◆ **REQUEST A**: Find every line in the rows that contains the word "water", and copy each of those lines.

◆ **GIVEN TEXT**:
▼

The thirteenth season of Family Guy aired on Fox in the United States from September 28, 2014, to May 17, 2015.

The series follows the dysfunctional Griffin family, consisting of father Peter, mother Lois, daughter Meg, son Chris, baby Stewie and the family dog Brian, who reside in their hometown of Quahog.

The season begins with a 44 minute-long crossover with The Simpsons entitled "The Simpsons Guy". Guest stars throughout the season include Julie Bowen, Liam Neeson, Maya Rudolph, Chris Hardwick, Emily Osment, T.J. Miller, Lea Thompson, Allison Janney, Connie Britton, and Tony Sirico.

▲

◆ **REQUEST B**:
Answer these questions about the Family Guy passage above:
(i) On what dates did the thirteenth season begin and end its run on Fox?
(ii) In what hometown does the Griffin family live?
(iii) How long was the season's crossover with The Simpsons?

◆ **INPUT ROWS**:
▼

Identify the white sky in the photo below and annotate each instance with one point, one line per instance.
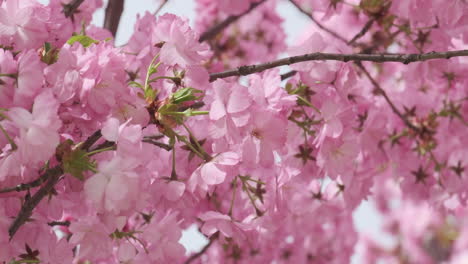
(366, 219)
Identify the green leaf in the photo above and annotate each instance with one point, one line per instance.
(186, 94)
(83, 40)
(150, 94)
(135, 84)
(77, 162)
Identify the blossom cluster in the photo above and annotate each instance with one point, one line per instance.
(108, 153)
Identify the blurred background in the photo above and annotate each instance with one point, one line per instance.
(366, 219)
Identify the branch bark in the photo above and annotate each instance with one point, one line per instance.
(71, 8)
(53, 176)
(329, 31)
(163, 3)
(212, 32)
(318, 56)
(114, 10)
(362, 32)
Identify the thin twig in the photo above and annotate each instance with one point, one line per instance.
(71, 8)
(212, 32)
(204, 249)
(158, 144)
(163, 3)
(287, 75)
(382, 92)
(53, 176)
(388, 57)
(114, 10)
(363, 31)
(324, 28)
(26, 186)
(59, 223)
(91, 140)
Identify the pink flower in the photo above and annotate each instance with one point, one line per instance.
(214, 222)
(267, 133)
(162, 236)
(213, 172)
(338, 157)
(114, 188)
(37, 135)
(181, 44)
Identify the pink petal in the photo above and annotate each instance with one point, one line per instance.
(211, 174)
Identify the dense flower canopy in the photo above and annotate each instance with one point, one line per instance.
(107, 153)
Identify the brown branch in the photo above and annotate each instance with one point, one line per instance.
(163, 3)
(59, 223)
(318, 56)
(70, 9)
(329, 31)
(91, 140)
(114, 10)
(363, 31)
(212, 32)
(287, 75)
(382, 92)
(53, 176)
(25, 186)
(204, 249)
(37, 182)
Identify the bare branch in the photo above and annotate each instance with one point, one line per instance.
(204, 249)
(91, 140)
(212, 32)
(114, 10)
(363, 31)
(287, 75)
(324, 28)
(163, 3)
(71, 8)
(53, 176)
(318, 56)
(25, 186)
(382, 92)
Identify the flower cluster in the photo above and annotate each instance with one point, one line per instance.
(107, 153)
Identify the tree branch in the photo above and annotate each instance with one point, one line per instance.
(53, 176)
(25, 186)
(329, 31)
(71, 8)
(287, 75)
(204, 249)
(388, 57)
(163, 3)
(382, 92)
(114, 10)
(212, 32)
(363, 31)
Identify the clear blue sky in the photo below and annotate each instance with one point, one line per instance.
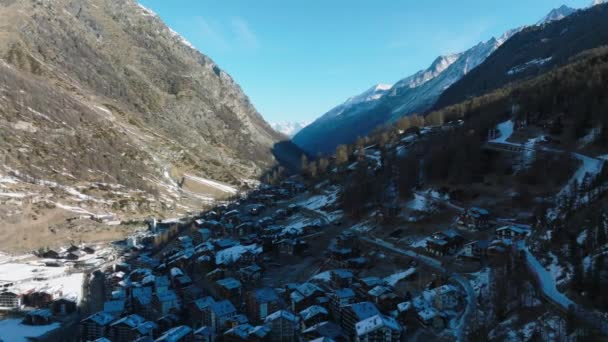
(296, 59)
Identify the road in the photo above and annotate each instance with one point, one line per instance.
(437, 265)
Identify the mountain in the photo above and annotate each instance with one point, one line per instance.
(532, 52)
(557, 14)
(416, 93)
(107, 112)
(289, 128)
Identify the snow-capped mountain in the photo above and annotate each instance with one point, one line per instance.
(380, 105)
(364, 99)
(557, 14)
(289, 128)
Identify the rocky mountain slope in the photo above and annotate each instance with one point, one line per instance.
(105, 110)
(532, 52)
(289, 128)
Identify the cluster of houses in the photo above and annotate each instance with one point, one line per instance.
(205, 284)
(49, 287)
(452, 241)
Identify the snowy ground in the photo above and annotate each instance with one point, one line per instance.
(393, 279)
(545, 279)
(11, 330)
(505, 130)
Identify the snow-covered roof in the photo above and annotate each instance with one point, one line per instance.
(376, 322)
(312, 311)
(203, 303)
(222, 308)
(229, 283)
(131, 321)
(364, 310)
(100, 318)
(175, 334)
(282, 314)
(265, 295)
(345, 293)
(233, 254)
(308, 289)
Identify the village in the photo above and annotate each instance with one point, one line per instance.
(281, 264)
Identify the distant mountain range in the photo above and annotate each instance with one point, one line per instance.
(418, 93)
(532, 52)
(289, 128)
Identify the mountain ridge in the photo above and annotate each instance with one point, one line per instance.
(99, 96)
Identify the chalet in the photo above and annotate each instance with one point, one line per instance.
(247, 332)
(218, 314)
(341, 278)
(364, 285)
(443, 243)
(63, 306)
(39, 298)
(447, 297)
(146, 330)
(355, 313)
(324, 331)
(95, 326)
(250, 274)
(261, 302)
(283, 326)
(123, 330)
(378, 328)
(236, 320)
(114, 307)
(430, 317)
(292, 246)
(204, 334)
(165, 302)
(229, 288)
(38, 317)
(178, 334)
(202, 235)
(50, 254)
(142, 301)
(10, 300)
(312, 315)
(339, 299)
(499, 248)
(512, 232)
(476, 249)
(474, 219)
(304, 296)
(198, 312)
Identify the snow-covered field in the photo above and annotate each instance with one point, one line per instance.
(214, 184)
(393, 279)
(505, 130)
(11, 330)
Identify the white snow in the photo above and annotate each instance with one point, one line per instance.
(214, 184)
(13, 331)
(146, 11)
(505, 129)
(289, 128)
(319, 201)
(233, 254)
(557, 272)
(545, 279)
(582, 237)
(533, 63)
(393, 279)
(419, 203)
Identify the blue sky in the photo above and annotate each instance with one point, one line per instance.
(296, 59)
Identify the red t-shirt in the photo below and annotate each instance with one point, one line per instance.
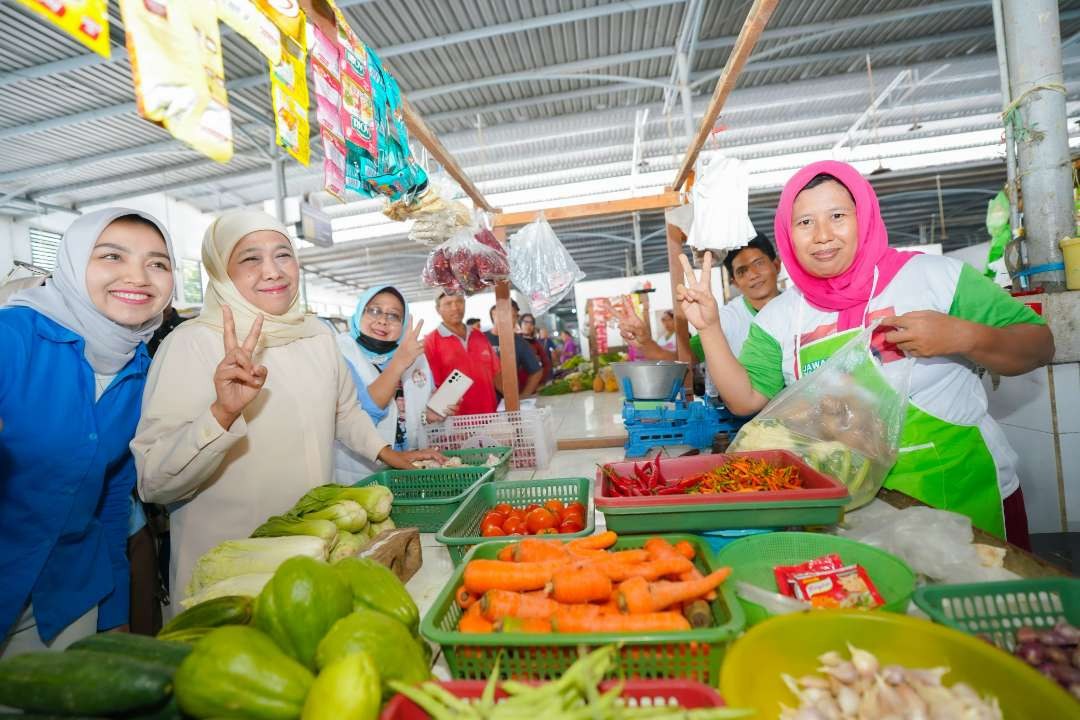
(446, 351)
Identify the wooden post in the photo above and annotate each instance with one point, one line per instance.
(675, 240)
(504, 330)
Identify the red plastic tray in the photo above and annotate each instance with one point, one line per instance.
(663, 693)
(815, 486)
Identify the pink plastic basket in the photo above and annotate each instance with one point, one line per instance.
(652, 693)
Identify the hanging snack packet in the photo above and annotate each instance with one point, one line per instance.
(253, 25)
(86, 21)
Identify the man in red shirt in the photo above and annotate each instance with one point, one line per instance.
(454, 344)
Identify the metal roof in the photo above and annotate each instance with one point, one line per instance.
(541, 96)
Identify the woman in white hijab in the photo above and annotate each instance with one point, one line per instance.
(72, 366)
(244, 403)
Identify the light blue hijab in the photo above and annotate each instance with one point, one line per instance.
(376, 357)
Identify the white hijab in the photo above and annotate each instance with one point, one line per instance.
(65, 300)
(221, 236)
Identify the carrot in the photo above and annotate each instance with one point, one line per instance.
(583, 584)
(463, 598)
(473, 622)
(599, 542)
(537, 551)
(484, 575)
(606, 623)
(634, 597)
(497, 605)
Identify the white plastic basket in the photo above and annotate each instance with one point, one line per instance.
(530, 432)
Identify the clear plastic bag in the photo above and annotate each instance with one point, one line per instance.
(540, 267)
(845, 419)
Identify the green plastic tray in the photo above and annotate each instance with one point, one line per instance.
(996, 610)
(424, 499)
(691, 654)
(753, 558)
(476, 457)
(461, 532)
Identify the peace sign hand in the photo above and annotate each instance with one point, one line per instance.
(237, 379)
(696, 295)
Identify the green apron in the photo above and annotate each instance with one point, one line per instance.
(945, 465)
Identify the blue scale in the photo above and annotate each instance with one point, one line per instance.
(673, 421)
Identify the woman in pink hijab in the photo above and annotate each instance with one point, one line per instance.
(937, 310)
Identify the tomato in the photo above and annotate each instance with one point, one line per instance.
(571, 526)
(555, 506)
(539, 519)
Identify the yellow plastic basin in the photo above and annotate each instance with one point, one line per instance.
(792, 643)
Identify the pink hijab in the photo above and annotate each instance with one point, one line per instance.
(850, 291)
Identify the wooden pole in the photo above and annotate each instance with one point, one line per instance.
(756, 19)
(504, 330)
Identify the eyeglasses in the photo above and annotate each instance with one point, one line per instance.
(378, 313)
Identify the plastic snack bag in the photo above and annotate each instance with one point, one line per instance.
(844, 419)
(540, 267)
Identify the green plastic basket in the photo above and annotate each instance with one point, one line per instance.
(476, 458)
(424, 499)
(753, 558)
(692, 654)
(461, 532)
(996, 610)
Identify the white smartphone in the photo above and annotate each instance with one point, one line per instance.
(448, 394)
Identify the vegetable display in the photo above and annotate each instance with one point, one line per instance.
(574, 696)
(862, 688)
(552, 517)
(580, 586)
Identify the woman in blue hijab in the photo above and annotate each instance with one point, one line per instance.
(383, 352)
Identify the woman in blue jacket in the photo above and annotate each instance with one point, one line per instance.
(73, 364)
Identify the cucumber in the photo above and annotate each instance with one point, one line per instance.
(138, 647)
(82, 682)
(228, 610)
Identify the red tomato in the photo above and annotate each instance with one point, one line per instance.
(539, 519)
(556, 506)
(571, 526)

▲
▼

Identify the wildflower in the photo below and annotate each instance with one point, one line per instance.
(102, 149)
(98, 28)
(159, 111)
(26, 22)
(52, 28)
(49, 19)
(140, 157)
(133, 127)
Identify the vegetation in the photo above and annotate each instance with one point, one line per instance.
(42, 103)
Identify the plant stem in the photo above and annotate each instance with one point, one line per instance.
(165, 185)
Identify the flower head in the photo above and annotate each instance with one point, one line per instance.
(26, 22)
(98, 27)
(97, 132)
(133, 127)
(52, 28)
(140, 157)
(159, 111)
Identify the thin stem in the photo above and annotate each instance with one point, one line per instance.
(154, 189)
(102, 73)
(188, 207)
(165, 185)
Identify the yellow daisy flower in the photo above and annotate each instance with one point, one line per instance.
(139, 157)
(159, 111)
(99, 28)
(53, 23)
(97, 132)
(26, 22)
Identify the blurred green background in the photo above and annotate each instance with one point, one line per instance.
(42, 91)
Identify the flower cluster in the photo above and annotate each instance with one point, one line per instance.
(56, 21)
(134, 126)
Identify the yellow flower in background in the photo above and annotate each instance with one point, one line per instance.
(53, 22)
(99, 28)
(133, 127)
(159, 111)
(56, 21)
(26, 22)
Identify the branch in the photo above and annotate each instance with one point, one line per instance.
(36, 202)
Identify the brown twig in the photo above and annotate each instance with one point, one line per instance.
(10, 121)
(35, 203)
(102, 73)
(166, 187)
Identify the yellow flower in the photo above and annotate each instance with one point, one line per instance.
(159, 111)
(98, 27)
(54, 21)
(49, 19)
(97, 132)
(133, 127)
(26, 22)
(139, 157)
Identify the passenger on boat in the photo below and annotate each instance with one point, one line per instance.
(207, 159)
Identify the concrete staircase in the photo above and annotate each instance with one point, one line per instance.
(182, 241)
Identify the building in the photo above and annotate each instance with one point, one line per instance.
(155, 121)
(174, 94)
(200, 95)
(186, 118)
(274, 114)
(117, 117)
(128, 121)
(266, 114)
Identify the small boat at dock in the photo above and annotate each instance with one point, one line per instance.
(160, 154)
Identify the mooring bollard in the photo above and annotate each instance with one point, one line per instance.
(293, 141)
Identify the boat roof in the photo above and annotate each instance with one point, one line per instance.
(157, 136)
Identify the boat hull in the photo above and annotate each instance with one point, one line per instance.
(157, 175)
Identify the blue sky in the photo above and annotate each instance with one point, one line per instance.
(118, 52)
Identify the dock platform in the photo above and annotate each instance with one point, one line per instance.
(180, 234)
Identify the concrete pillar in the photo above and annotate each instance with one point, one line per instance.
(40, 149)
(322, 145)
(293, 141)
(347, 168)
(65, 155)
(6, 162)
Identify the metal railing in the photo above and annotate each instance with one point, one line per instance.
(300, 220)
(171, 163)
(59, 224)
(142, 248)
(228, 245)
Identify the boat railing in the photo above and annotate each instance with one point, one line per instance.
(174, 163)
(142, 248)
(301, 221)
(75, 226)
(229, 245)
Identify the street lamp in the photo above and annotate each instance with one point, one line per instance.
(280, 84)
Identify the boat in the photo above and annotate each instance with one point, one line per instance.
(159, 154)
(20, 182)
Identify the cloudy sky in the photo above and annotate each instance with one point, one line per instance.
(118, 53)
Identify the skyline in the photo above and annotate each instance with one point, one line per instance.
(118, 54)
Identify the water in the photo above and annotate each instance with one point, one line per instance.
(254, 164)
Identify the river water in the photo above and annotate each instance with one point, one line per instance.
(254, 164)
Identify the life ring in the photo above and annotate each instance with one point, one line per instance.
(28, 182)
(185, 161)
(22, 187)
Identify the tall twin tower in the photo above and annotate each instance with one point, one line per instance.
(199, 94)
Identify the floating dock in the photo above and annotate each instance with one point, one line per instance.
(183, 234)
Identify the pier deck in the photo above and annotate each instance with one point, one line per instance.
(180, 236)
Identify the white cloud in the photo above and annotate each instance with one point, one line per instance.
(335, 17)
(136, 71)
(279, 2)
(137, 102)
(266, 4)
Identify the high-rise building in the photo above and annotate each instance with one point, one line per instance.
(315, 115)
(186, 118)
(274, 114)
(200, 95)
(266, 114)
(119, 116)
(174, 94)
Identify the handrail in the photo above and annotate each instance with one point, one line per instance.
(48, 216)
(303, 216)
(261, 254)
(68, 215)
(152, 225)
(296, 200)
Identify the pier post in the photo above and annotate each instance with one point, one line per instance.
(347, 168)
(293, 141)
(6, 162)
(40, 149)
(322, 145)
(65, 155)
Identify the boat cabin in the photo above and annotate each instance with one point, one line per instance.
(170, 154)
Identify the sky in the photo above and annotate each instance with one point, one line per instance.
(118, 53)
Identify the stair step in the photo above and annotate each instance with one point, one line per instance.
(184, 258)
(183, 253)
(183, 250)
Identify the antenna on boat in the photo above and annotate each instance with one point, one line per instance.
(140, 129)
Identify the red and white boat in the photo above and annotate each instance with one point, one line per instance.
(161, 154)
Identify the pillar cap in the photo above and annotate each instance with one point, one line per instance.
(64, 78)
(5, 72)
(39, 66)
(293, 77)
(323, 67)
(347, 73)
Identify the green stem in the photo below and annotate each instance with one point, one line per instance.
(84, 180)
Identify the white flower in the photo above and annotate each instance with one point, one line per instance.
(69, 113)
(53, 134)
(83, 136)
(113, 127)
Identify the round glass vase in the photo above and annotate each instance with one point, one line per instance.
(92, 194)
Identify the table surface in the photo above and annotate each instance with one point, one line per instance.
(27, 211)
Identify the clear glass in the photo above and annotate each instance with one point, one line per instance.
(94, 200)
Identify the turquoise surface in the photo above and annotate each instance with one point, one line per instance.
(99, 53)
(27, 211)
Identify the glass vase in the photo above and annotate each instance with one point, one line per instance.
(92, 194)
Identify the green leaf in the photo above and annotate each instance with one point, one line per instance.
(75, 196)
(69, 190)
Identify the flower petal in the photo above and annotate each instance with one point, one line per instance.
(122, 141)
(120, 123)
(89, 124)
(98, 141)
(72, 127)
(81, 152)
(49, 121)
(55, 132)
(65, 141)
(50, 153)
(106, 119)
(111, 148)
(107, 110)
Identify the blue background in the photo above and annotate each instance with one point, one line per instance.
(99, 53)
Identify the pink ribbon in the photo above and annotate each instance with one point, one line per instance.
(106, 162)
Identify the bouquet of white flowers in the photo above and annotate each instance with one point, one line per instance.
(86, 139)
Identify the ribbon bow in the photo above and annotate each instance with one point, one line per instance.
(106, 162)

▲

◆ **RESPONSE A**:
Identify the water in the photo above and annotate each instance with one point, one line per instance.
Identify the river water in the photo above and annotate each instance with one point, one line per instance.

◆ **RESPONSE B**:
(i) September 28, 2014, to May 17, 2015
(ii) Quahog
(iii) 44 minutes